TASK TO COMPLETE: Output all of the entries below precisely as written.

Stored data:
○ ○ ○ ○ ○ ○ ○

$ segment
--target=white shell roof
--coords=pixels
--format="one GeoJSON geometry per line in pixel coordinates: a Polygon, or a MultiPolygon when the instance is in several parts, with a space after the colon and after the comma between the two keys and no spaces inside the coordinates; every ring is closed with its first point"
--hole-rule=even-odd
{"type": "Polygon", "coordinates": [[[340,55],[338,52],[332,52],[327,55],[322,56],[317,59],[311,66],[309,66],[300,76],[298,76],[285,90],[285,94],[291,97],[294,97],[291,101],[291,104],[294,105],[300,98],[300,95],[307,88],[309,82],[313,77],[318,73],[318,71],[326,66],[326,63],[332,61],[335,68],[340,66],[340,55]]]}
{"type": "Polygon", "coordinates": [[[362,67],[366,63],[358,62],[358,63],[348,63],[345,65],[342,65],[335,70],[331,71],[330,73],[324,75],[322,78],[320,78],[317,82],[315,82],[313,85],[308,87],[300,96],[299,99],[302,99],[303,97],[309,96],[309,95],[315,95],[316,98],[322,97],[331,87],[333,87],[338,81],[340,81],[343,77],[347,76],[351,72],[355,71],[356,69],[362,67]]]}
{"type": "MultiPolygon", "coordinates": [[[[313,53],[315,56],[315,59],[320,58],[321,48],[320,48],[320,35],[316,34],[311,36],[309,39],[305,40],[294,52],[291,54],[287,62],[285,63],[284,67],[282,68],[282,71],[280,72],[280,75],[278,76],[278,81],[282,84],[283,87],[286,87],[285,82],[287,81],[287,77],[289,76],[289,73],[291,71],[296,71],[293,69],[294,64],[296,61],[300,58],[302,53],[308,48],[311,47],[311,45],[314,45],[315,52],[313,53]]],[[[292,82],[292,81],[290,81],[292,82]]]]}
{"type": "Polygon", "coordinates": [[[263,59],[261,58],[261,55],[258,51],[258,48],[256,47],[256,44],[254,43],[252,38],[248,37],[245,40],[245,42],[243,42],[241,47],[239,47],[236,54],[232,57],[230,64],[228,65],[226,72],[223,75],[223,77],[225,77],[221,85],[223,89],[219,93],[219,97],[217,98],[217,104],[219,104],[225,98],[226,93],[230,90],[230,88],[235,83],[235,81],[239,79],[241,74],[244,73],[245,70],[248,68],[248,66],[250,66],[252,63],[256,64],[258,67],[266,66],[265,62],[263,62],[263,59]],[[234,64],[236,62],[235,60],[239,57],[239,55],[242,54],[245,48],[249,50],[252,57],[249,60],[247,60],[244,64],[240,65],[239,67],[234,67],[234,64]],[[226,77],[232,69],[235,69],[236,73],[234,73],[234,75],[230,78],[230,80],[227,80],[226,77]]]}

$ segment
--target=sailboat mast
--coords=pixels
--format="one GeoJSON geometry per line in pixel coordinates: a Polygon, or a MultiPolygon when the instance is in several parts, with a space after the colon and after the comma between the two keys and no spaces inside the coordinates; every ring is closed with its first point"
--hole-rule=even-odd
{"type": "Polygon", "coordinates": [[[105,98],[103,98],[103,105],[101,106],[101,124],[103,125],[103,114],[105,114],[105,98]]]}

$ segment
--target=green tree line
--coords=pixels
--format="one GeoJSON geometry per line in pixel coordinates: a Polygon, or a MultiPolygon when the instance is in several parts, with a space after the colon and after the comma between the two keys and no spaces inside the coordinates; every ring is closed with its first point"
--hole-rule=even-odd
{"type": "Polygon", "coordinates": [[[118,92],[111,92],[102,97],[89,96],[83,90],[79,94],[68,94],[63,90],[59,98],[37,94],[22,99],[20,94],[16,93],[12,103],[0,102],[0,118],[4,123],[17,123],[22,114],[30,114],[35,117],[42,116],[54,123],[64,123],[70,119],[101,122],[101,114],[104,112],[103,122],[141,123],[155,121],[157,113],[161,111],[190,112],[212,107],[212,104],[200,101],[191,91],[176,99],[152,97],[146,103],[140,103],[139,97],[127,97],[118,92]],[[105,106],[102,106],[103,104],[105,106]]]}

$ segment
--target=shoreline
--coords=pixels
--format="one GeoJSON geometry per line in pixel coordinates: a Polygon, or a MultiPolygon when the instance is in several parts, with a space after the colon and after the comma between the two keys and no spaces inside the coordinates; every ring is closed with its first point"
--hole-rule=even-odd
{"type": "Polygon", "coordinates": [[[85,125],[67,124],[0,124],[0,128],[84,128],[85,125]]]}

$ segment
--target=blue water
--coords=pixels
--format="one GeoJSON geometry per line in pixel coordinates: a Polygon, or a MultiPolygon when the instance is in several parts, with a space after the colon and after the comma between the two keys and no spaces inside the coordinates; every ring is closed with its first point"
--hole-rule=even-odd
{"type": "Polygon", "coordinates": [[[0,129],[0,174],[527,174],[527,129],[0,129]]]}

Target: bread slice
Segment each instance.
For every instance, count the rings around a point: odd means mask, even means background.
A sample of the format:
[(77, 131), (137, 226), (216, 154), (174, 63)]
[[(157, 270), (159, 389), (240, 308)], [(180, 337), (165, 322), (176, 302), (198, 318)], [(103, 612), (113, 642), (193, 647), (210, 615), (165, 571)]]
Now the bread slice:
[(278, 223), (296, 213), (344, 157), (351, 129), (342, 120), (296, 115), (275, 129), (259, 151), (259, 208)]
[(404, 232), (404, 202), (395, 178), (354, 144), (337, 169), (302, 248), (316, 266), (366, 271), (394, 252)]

○ ○ ○ ○ ○ ○ ○

ANSWER BOX:
$ segment
--target=white shell roof
--coords=pixels
--format="one GeoJSON geometry per line in pixel coordinates: a Polygon, or a MultiPolygon when the instance is in several parts, with a space after the colon and after the comma between the two keys and no spaces inside the coordinates; every ring is closed with its first point"
--hole-rule=even-odd
{"type": "Polygon", "coordinates": [[[340,55],[338,52],[332,52],[327,55],[322,56],[317,59],[311,66],[309,66],[300,76],[298,76],[285,90],[285,94],[291,97],[294,97],[291,101],[291,104],[294,105],[300,98],[300,95],[307,88],[309,82],[313,77],[318,73],[318,71],[326,66],[326,63],[332,61],[335,68],[340,66],[340,55]]]}
{"type": "Polygon", "coordinates": [[[362,67],[366,63],[358,62],[358,63],[348,63],[345,65],[342,65],[335,70],[331,71],[330,73],[324,75],[322,78],[320,78],[317,82],[315,82],[313,85],[308,87],[300,96],[299,99],[302,99],[303,97],[309,96],[309,95],[315,95],[316,98],[322,97],[331,87],[333,87],[338,81],[340,81],[343,77],[347,76],[351,72],[355,71],[356,69],[362,67]]]}
{"type": "MultiPolygon", "coordinates": [[[[313,53],[315,56],[315,59],[320,58],[321,48],[320,48],[320,35],[316,34],[311,36],[309,39],[305,40],[294,52],[291,54],[287,62],[285,63],[284,67],[282,68],[282,71],[280,72],[280,75],[278,76],[278,81],[282,84],[283,87],[286,87],[285,82],[287,81],[287,77],[289,76],[289,73],[291,71],[296,71],[293,69],[294,64],[296,61],[300,58],[302,53],[308,48],[311,47],[311,45],[314,45],[315,52],[313,53]]],[[[292,82],[292,81],[290,81],[292,82]]]]}
{"type": "Polygon", "coordinates": [[[263,59],[261,58],[261,55],[258,51],[258,48],[256,47],[256,44],[254,43],[252,38],[248,37],[245,40],[245,42],[243,42],[241,47],[239,47],[236,54],[232,57],[230,64],[228,65],[226,72],[223,75],[223,77],[225,77],[221,85],[223,89],[219,93],[219,97],[217,98],[217,104],[219,104],[225,98],[226,93],[230,90],[230,88],[235,83],[235,81],[239,79],[241,74],[244,73],[245,70],[248,68],[248,66],[250,66],[252,63],[256,64],[258,67],[266,66],[265,62],[263,62],[263,59]],[[234,64],[236,62],[235,60],[239,57],[239,55],[242,54],[245,48],[249,50],[252,57],[249,60],[247,60],[244,64],[240,65],[239,67],[234,67],[234,64]],[[226,77],[232,69],[235,69],[236,73],[234,73],[234,75],[230,78],[230,80],[227,80],[226,77]]]}

$ segment
--target=sailboat mast
--coords=pixels
--format="one GeoJSON geometry per line in pixel coordinates: a Polygon, or a MultiPolygon when the instance is in several parts, with a space after the colon and after the comma between the two keys and no spaces inside the coordinates; every ring is closed with its first point"
--hole-rule=even-odd
{"type": "Polygon", "coordinates": [[[105,98],[103,98],[103,105],[101,106],[101,124],[103,125],[103,114],[105,114],[105,98]]]}

$ segment
--target=green tree line
--coords=pixels
--format="one GeoJSON geometry per line in pixel coordinates: a Polygon, or a MultiPolygon when the instance is in several parts, with a space after the colon and after the comma between the two keys and no spaces inside the coordinates; every ring is closed with its first point"
--hole-rule=even-odd
{"type": "Polygon", "coordinates": [[[118,92],[111,92],[102,97],[89,96],[83,90],[79,94],[68,94],[63,90],[59,98],[37,94],[22,99],[20,94],[16,93],[12,103],[0,102],[0,118],[4,123],[17,123],[22,114],[30,114],[35,117],[42,116],[54,123],[64,123],[70,119],[101,122],[101,114],[104,112],[103,122],[141,123],[155,121],[157,113],[161,111],[190,112],[212,107],[212,104],[200,101],[191,91],[176,99],[152,97],[146,103],[140,103],[139,97],[127,97],[118,92]],[[105,106],[102,106],[103,104],[105,106]]]}

$ segment
--target=shoreline
--coords=pixels
--format="one GeoJSON geometry per line in pixel coordinates: a Polygon, or a MultiPolygon when the instance is in several parts, with a space after the colon and after the comma between the two keys and no spaces inside the coordinates; every ring is closed with its first point"
--hole-rule=even-odd
{"type": "Polygon", "coordinates": [[[85,125],[67,124],[0,124],[0,128],[84,128],[85,125]]]}

$ segment
--target=blue water
--coords=pixels
--format="one GeoJSON geometry per line in pixel coordinates: a Polygon, or a MultiPolygon when the instance is in several parts, with a space after the colon and after the comma between the two keys and no spaces inside the coordinates; every ring is closed with its first point"
--hole-rule=even-odd
{"type": "Polygon", "coordinates": [[[0,129],[0,174],[527,174],[527,129],[0,129]]]}

Target: bread slice
Segment each instance.
For every instance, count the rings around a point: odd means mask, even means background.
A sample of the format:
[(77, 131), (137, 226), (216, 154), (174, 63)]
[[(157, 270), (159, 389), (240, 308)], [(180, 337), (165, 322), (176, 302), (198, 318)], [(103, 612), (113, 642), (193, 647), (210, 615), (165, 571)]]
Now the bread slice:
[(278, 223), (296, 213), (344, 157), (351, 129), (342, 120), (296, 115), (275, 129), (259, 151), (259, 208)]
[(404, 232), (404, 202), (395, 178), (354, 144), (337, 169), (302, 248), (316, 266), (366, 271), (394, 252)]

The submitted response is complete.